→ **Saved entries**
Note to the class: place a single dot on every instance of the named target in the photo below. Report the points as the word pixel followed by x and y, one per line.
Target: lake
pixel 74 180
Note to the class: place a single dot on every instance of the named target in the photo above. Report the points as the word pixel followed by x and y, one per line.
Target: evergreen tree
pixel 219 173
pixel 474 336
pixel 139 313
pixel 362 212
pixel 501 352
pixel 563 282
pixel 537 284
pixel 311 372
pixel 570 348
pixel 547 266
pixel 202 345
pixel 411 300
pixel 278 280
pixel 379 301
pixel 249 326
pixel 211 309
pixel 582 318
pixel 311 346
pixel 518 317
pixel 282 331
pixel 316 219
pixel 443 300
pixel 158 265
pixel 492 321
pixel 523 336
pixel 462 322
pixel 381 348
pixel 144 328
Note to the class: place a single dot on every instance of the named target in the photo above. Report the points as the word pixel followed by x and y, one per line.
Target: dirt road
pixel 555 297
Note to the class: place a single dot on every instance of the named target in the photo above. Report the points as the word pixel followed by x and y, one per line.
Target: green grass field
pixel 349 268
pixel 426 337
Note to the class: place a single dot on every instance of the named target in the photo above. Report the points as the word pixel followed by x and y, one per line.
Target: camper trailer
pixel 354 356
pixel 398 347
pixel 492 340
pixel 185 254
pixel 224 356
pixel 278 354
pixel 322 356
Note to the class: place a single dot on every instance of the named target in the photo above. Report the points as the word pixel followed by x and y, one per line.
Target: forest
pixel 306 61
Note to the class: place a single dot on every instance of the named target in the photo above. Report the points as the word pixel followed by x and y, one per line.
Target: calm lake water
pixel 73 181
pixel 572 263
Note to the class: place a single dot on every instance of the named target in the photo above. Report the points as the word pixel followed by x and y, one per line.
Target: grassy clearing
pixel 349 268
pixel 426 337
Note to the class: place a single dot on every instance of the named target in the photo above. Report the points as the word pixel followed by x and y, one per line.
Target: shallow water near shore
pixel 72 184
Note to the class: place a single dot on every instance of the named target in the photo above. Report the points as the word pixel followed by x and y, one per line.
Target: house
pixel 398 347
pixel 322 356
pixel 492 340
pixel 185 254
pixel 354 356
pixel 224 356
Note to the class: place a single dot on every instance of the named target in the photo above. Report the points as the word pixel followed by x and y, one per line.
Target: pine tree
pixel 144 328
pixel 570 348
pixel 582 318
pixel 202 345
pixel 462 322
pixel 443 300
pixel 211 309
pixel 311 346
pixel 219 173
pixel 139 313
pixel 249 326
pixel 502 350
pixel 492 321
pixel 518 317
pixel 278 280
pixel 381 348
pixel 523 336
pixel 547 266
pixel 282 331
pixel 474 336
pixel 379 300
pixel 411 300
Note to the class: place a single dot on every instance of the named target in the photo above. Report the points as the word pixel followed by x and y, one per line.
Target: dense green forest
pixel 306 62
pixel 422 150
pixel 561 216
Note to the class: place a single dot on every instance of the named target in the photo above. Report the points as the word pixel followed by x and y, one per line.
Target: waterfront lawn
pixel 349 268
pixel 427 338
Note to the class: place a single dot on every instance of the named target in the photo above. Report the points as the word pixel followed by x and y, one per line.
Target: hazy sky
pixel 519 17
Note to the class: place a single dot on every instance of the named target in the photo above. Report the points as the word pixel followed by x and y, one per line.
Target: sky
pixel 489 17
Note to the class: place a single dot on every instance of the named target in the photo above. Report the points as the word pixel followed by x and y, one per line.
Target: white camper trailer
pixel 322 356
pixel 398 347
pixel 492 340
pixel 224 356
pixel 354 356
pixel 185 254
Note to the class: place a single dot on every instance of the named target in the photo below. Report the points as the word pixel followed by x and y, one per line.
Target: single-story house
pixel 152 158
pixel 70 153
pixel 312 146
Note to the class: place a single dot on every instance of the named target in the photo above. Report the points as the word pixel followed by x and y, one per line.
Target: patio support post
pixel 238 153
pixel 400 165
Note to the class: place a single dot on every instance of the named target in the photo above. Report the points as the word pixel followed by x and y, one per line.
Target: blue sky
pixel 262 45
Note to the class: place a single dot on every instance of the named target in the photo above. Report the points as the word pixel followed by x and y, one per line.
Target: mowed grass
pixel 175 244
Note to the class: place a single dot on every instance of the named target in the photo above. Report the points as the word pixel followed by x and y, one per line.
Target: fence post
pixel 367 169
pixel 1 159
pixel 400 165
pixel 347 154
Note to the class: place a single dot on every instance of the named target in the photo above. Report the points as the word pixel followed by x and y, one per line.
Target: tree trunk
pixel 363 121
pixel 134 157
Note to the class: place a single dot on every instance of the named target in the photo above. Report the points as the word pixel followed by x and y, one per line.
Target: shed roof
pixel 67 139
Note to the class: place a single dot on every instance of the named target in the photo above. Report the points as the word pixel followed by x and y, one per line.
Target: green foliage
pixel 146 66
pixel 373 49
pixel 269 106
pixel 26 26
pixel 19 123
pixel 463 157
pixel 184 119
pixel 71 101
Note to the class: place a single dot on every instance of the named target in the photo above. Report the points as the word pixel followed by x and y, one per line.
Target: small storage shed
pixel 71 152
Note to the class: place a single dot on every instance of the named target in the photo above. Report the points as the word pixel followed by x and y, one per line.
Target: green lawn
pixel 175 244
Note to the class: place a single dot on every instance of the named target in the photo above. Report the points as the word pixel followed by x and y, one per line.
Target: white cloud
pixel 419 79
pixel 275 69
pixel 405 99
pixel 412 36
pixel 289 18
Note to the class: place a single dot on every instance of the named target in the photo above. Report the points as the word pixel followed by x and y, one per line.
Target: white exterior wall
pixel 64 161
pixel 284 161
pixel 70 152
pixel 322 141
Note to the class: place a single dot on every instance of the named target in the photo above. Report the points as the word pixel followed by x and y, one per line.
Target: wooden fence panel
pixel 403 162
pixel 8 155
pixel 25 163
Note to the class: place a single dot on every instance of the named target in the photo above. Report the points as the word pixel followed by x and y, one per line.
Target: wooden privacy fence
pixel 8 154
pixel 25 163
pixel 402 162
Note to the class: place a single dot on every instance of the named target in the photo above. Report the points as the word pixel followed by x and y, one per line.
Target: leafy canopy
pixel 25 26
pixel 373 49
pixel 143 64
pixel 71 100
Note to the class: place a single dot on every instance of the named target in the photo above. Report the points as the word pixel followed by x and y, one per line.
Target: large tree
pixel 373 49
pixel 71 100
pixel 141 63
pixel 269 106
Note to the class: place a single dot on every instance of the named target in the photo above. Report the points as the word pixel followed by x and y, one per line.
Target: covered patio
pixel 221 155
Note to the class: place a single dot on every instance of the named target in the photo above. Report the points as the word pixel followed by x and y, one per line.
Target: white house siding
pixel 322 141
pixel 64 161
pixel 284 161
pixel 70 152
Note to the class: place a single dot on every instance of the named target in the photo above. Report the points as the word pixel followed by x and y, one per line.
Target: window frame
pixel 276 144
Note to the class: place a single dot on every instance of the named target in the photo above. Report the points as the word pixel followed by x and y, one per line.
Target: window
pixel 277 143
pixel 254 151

→ **DIRECTIONS FOR THIS TASK**
All the lines above must be output exactly, with none omitted.

→ **SOLUTION TO THIS EXERCISE**
Note to the class: place a single dot on every instance of the named target in the photo below. Report the points as the word pixel followed by x and y, one per line.
Target: lake
pixel 74 180
Note to the class: place a single dot on every instance of the named target in the photo above. Report the points as the word pixel followed by x and y, one per line.
Target: evergreen tree
pixel 219 173
pixel 474 336
pixel 139 313
pixel 362 212
pixel 501 352
pixel 563 282
pixel 537 284
pixel 311 372
pixel 570 348
pixel 547 266
pixel 202 345
pixel 411 300
pixel 278 280
pixel 379 301
pixel 249 326
pixel 211 309
pixel 582 318
pixel 311 346
pixel 518 317
pixel 282 331
pixel 316 219
pixel 443 300
pixel 158 265
pixel 492 321
pixel 523 336
pixel 462 322
pixel 381 348
pixel 144 328
Note to the class: place a single dot on every instance of the named target in the photo above. Report the points as the word pixel followed by x and y, one per line.
Target: dirt road
pixel 555 297
Note to the class: place a single dot on every instance of the named target in the photo above. Report the points as the word pixel followed by x and y, one per line.
Target: green grass field
pixel 349 268
pixel 426 337
Note to the class: place a single dot on every instance of the named target in the photo above. Report the points as the word pixel followed by x and y, one per line.
Target: camper trailer
pixel 354 356
pixel 398 347
pixel 492 340
pixel 185 254
pixel 224 356
pixel 278 354
pixel 322 356
Note to the class: place a single dot on every instance of the named target in the photo above. Report the points as the word pixel followed by x and y, one per line.
Target: forest
pixel 306 61
Note to the class: place a single dot on every instance of the named target in the photo above. Report the points as the word pixel followed by x and y, one per line.
Target: calm lake water
pixel 73 181
pixel 572 263
Note to the class: place a single dot on every instance of the named target in the photo above. Report the points as the word pixel followed by x and y, one per line.
Target: grassy clearing
pixel 349 268
pixel 426 337
Note to the class: place a single dot on every instance of the named target in the photo above. Report the points as the word pixel followed by x and y, one per line.
Target: shallow water near shore
pixel 72 184
Note to the class: place a single dot on every instance of the named target in the photo above. Report the points as the word pixel followed by x and y, one per line.
Target: house
pixel 398 347
pixel 322 356
pixel 492 340
pixel 185 254
pixel 354 356
pixel 224 356
Note to the class: place a single dot on every instance of the named target in the photo above. Report the points as the word pixel followed by x and y, one per line.
Target: pine tree
pixel 144 328
pixel 570 348
pixel 582 318
pixel 202 345
pixel 462 322
pixel 443 300
pixel 211 309
pixel 311 346
pixel 219 173
pixel 139 313
pixel 249 326
pixel 502 350
pixel 492 321
pixel 518 317
pixel 278 280
pixel 381 348
pixel 523 336
pixel 547 266
pixel 282 331
pixel 474 336
pixel 379 300
pixel 411 300
Note to the class: place a single dot on every instance of the named target in the photo above. Report the points as the word pixel followed by x and y, one per line.
Target: dense green forest
pixel 306 62
pixel 422 150
pixel 561 216
Note to the class: place a single dot on every instance of the named target in the photo above. Report the points as the word pixel followed by x and y, one per line.
Target: waterfront lawn
pixel 349 268
pixel 427 338
Note to the class: place a single dot on every instance of the named target in the photo above. Report the points as the word pixel followed by x and y, one per line.
Target: hazy sky
pixel 519 17
Note to the class: place a single dot on every instance of the named target in the photo above. Report the points as the word pixel followed by x and y, one per line.
Target: sky
pixel 489 17
Note to the class: place a single dot on every instance of the named target in the photo above. Report the points as the word pixel followed by x and y, one per line.
Target: white camper trailer
pixel 322 356
pixel 398 347
pixel 492 340
pixel 224 356
pixel 354 356
pixel 185 254
Note to the class: place a single dot on every instance of the named target in the photo below. Report the points as the word pixel followed by x and y, one per line.
Target: single-story house
pixel 152 158
pixel 70 153
pixel 312 146
Note to the class: place a single dot on every instance of the named target in the photo above. Report the points as the word pixel followed by x and y, one per line.
Target: patio support post
pixel 238 153
pixel 400 165
Note to the class: place a single dot on every instance of the named target in the photo above. Report the points as the word pixel followed by x and y, one per line.
Target: blue sky
pixel 262 45
Note to the class: place a single dot on every instance of the named target in the photo above. Report the points as the word pixel followed by x and y, one per line.
Target: mowed grass
pixel 175 244
Note to the class: place a single dot on every instance of the named target in the photo above. Report the points as the word pixel followed by x and y, one per line.
Target: fence post
pixel 367 169
pixel 1 159
pixel 400 165
pixel 347 154
Note to the class: place a single dot on every instance of the named target in the photo above. Report the points as the word pixel followed by x and y, one per line.
Target: tree trunk
pixel 363 121
pixel 134 157
Note to the class: place a single dot on every instance of the named target in the photo above. Report the points as the word pixel followed by x and y, one per line.
Target: shed roof
pixel 67 139
Note to the class: place a single dot on every instance of the named target in the photo above. Report the points as the word pixel followed by x and y, one per line.
Target: green foliage
pixel 146 66
pixel 373 49
pixel 269 106
pixel 26 26
pixel 19 123
pixel 463 157
pixel 184 119
pixel 71 101
Note to the class: place a single dot on every instance of the named target in the photo above. Report the points as the word pixel followed by x and y, one per line.
Target: small storage shed
pixel 71 152
Note to the class: place a single dot on every instance of the named target in the photo above. Report the points as the word pixel followed by x and y, one per line.
Target: green lawn
pixel 175 244
Note to the class: place a single dot on every instance of the named target in the photo above. Report the points as the word pixel followed by x and y, one per line.
Target: white cloud
pixel 419 79
pixel 275 69
pixel 405 99
pixel 412 36
pixel 289 18
Note to the class: place a single dot on every instance of the named target in the photo above. Report the points as the word pixel followed by x and y, one per line.
Target: white exterior wall
pixel 64 161
pixel 284 161
pixel 70 152
pixel 322 141
Note to the class: place a single dot on every instance of the named target in the photo above. Report the points as the word pixel followed by x and y, one per line.
Target: wooden fence panel
pixel 403 162
pixel 8 155
pixel 25 163
Note to the class: place a single dot on every instance of the named target in the photo above. Report the points as the word pixel followed by x and y, one per line.
Target: wooden privacy fence
pixel 8 154
pixel 25 163
pixel 402 162
Note to the class: place a single dot on every instance of the named target in the photo above. Report the points as the word pixel followed by x and y, one per line.
Target: leafy canopy
pixel 25 26
pixel 373 49
pixel 143 64
pixel 71 100
Note to the class: place a single dot on every instance of the named target in the photo above. Report the points as the word pixel followed by x and y, one per line.
Target: large tree
pixel 373 49
pixel 71 100
pixel 141 63
pixel 269 106
Note to the class: place a single dot on every instance of the named target in the photo above. Report the points as the word pixel followed by x and y, one per line.
Target: covered patio
pixel 221 155
Note to the class: place a single dot on every instance of the named target in the photo above. Report the points as the word pixel followed by x and y, one per line.
Target: white house siding
pixel 322 141
pixel 64 161
pixel 284 161
pixel 70 152
Note to the class: place a single dot on every instance of the named target in the photo above. Report the points as the word pixel followed by x and y, one per line.
Target: window frame
pixel 276 144
Note to the class: place a single dot on every instance of the named target in the photo above. Report the points as the word pixel followed by x and y, one per line.
Target: window
pixel 277 143
pixel 254 151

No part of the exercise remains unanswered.